| TASK INPUTS |
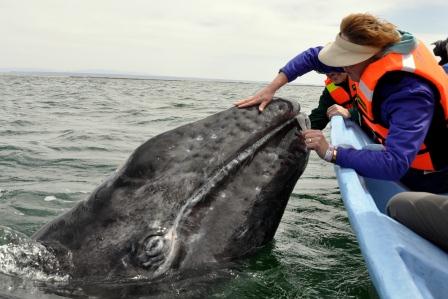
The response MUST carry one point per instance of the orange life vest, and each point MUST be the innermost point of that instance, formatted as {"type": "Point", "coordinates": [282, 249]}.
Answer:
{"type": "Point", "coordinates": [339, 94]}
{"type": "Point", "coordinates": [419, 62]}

==

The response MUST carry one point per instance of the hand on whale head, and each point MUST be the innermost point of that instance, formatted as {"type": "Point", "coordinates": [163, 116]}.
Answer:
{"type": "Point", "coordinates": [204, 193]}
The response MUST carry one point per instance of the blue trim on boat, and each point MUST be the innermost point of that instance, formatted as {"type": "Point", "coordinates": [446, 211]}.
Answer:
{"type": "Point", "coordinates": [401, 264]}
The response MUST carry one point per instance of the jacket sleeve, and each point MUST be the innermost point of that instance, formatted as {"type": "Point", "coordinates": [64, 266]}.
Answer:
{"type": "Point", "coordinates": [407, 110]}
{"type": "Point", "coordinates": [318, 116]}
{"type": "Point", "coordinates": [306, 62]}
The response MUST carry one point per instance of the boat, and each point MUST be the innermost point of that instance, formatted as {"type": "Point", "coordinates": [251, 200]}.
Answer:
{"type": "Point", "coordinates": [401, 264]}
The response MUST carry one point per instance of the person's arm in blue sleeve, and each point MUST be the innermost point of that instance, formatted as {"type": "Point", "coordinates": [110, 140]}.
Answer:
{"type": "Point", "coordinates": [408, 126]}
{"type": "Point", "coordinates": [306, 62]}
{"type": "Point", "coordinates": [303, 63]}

| YOUR ASSIGNMENT |
Lines that contain "blue" are to be copied from the records above.

| TASK RESPONSE |
The response MUST carry one point per instance of the blue trim on boat, and each point MUST be the innermost point of that instance, formatted as {"type": "Point", "coordinates": [446, 211]}.
The response MUST carry one point per instance of the person's arm in blue sleeve, and each point MUST be the innermost point of that instance, formatted as {"type": "Point", "coordinates": [110, 140]}.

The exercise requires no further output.